--- SET EXERCISE ---
Without the images, write out the whole listing exactly.

Named object pointing entries:
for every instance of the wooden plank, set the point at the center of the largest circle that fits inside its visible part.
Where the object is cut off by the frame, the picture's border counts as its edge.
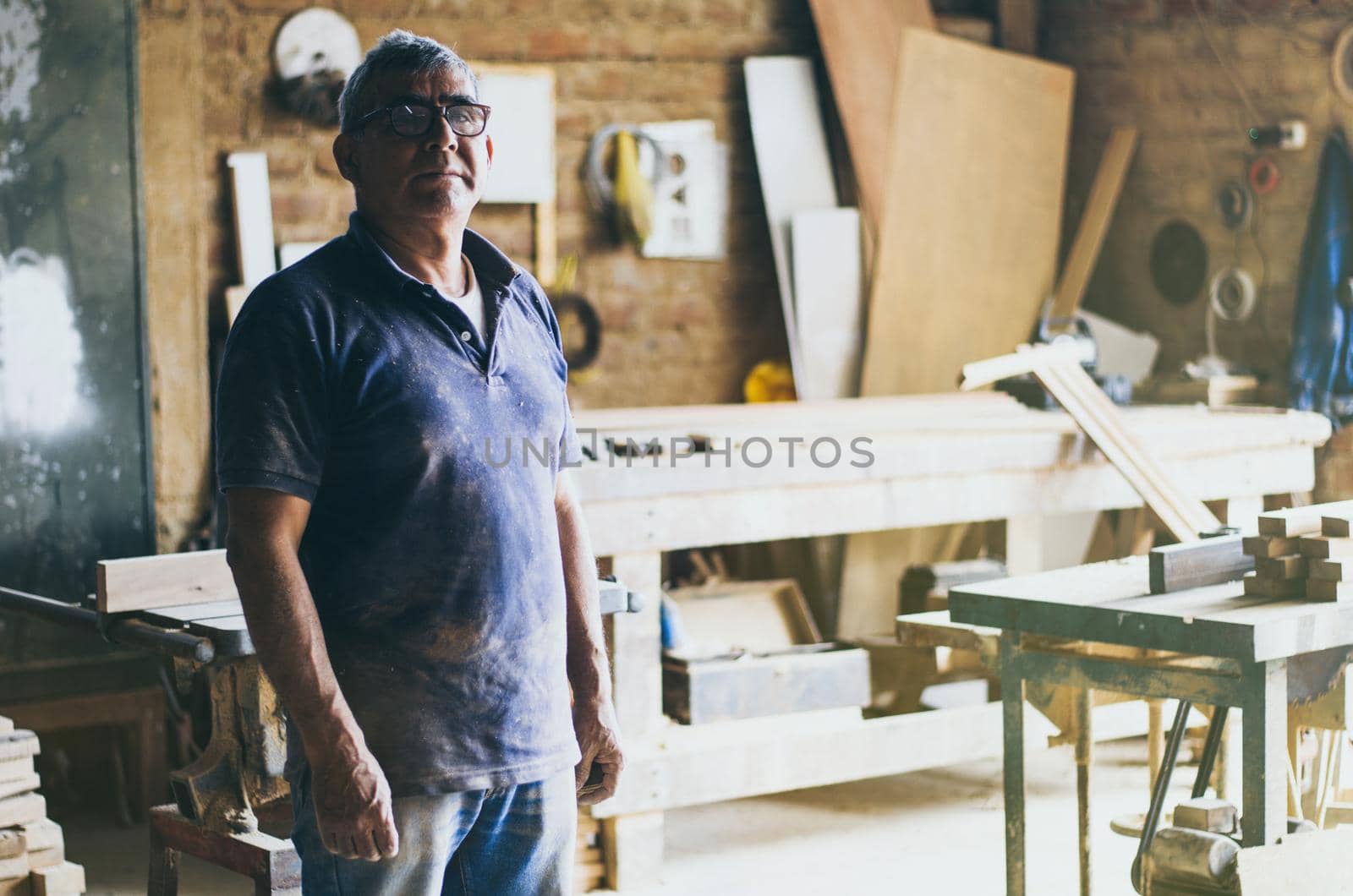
(1339, 527)
(1256, 587)
(1109, 603)
(1290, 566)
(1326, 547)
(169, 580)
(829, 301)
(969, 238)
(1208, 562)
(785, 112)
(1095, 221)
(1307, 520)
(1329, 570)
(1267, 546)
(863, 45)
(700, 519)
(1328, 590)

--- SOLVED PROBLEM ---
for every instance of the wooden plank, set the point at the center of the largest circle that fits inside its visible part.
Where the object is cut off by the frame, the picture's border counts as its edge.
(1339, 527)
(1256, 587)
(1109, 603)
(1290, 566)
(1326, 547)
(169, 580)
(829, 301)
(969, 238)
(1208, 562)
(785, 112)
(1095, 221)
(1307, 520)
(1329, 570)
(1267, 546)
(863, 45)
(700, 519)
(1328, 590)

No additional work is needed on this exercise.